== The problem ==
Format as a JSON list of strings the lines from the line with "Could you please point out the belt" up to and including the line with "(622, 1074)", one string per line, leaving out blank lines.

== Exercise materials ==
____________
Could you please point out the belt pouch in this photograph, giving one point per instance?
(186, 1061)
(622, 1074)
____________
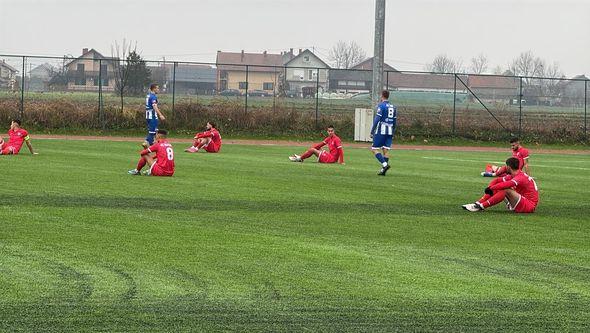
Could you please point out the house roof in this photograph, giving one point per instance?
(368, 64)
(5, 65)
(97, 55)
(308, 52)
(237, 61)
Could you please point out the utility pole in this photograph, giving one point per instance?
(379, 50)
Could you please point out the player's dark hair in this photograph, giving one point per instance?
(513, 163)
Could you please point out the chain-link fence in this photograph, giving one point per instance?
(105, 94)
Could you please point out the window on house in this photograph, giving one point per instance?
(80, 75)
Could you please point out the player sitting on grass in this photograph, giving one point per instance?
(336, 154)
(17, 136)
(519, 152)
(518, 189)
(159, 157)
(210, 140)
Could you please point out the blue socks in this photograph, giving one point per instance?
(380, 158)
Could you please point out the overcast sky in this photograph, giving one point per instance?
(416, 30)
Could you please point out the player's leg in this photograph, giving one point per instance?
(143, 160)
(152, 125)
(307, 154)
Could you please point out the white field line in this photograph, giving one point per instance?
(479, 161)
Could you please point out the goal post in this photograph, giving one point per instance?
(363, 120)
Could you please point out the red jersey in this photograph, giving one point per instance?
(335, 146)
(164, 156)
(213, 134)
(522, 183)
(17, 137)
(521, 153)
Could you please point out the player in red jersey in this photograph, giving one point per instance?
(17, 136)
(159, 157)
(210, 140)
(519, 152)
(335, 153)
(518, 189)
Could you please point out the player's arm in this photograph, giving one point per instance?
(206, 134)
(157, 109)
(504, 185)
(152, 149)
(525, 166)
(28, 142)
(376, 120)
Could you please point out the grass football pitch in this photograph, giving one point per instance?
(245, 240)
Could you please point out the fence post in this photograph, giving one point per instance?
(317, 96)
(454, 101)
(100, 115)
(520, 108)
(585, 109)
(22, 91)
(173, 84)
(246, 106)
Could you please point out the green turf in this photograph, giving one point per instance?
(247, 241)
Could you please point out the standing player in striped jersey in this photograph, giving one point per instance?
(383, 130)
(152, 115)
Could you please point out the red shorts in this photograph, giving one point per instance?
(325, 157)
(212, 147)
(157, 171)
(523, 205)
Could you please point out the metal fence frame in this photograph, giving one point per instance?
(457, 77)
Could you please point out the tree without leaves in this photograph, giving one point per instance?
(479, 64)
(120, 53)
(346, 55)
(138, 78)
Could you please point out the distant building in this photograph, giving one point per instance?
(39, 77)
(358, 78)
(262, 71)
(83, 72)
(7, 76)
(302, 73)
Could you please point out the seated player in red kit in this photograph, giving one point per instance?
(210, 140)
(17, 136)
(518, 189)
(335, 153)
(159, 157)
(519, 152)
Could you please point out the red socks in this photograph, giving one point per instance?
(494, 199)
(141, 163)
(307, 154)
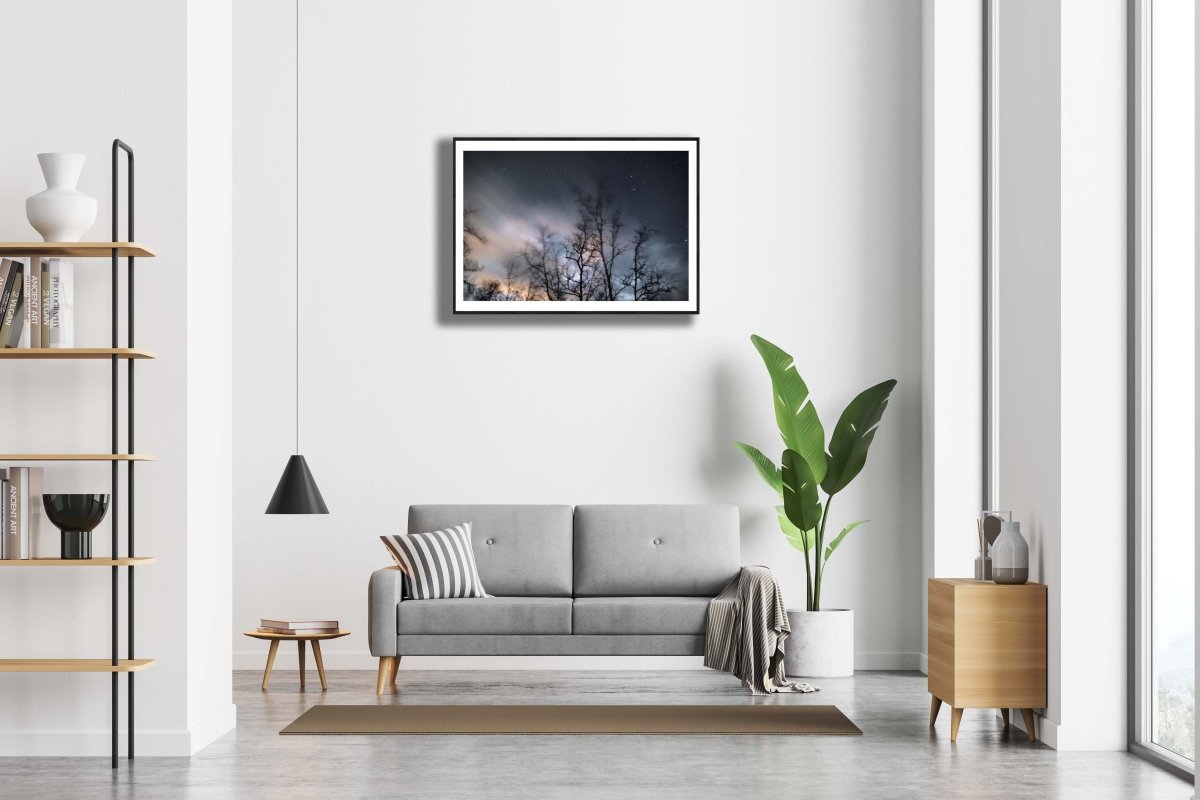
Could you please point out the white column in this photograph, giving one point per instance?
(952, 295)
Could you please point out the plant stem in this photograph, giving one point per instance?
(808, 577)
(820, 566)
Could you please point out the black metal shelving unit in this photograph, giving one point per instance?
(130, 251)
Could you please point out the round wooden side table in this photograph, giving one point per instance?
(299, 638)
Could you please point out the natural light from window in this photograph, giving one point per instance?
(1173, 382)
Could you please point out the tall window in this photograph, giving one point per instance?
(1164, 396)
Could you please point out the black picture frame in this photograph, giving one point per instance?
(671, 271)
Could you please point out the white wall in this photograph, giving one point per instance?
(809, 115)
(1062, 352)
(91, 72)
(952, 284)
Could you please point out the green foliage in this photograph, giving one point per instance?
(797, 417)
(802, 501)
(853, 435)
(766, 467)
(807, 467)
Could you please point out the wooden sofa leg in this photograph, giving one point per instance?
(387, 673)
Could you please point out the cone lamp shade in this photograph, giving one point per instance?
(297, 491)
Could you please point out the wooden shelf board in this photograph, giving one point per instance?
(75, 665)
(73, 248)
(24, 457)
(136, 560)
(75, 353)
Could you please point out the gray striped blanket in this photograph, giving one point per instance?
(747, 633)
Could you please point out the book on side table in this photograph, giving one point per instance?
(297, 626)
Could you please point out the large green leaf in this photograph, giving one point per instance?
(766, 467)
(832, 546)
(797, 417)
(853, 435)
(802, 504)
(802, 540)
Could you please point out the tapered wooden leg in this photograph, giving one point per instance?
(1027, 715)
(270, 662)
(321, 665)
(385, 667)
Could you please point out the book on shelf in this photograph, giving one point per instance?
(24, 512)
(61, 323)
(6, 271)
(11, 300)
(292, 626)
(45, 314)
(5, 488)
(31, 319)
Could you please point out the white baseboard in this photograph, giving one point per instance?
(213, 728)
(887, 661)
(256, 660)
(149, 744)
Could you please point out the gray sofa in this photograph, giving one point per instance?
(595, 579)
____________
== Complete response ==
[
  "Could you please point out the belt pouch in this photograph, giving one point per instance?",
  "(186, 1061)",
  "(622, 1074)"
]